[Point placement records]
------------------------------------------------

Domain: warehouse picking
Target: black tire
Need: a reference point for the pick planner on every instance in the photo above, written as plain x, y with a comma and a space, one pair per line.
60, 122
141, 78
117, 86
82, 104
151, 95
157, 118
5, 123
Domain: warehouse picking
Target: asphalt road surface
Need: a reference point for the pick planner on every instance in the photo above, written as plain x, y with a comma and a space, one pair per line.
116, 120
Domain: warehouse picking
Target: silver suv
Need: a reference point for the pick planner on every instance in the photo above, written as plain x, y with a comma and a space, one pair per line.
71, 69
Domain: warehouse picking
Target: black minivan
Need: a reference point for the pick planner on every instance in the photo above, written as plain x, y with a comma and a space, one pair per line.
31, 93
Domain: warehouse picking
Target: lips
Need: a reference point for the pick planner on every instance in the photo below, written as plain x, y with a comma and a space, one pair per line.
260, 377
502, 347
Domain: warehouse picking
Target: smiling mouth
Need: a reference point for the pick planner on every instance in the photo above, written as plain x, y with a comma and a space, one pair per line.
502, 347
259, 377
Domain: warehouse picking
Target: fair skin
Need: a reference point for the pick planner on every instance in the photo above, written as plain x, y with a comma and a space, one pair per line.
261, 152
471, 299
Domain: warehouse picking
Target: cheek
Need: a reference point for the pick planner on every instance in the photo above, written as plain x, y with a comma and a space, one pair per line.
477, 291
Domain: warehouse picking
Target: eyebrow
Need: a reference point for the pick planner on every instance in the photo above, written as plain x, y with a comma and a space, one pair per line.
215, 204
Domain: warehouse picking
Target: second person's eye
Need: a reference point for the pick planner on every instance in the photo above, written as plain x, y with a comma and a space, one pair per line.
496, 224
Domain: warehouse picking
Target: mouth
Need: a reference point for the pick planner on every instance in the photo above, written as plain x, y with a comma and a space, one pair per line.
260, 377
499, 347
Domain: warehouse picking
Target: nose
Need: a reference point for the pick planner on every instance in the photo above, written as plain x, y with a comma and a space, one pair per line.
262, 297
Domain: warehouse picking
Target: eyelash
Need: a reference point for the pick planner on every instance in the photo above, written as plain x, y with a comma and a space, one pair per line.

------------------------------------------------

§ Exercise requirements: Output each entry precisely as given.

§ Output for this exercise:
Domain: warehouse picking
Target: black tire
Need: a reference point for the pick planner on every instance in the photo above, written as plain x, y with a comma and a space, one pair per line.
60, 122
141, 78
117, 86
82, 104
151, 95
157, 118
5, 123
Domain: warehouse picking
Target: asphalt road surface
Need: a reference point for the pick planner on every instance in the photo above, written as plain x, y with a comma and a space, one pair per line.
116, 120
Domain: warehouse picking
Target: silver suv
Need: a reference point for the pick planner on every instance in the photo above, written as plain x, y with a comma and a space, one pair per line.
71, 69
Domain: warehouse picking
Target: black minivan
Need: a reference point for the pick planner on every instance in the photo above, written as plain x, y with a comma and a space, one pair per line.
31, 93
Domain: warehouse picking
Target: lips
Need: a reference point for the pick planner on every instance in the photo below, written as plain x, y with a comma and a space, one pair per line.
260, 377
502, 347
Domain: warehouse picking
Target: smiling mouth
Need: a reference point for the pick planner on every instance in the photo above, written as plain x, y with a comma and a space, one pair per line.
502, 347
259, 377
Domain: warehouse picking
Target: fair skin
Need: a reference point for the pick planner on every instance in the photo above, written as plain x, y with a comma and a space, one pair per line.
261, 152
471, 299
Domain: warehouse picking
Target: cheek
Need: a reference point for the pick planner on every instance in the photo above, written as plain x, y with a comma and a space, one pair per line.
477, 291
Domain: warehouse picking
Target: eyebrow
Need: a reference point for the pick planner on every instance in the photo above, written as plain x, y with a comma and a space, one pair per line.
215, 204
Domain: warehouse picking
Target: second person's eye
Need: a reference point for the pick planner on every instance in the photo above, written as plain x, y with a comma and a space, one pair per line.
496, 224
Domain: warehouse picking
Target: mouth
Need: a reference point for the pick planner on every instance in the photo above, written as plain x, y with a comma and a space, one pair per line.
260, 377
499, 347
Domain: warehouse picking
Target: nose
Need: a reference point for the pick planner on every instance in the photo above, written as plain x, y with a comma and a space, one pair per line.
262, 297
Domain: warehouse picking
Target: eyelash
Need: a reference point for the pick planner on every instance in the photo above, written as plain x, y with a comma and a space, one pair per line.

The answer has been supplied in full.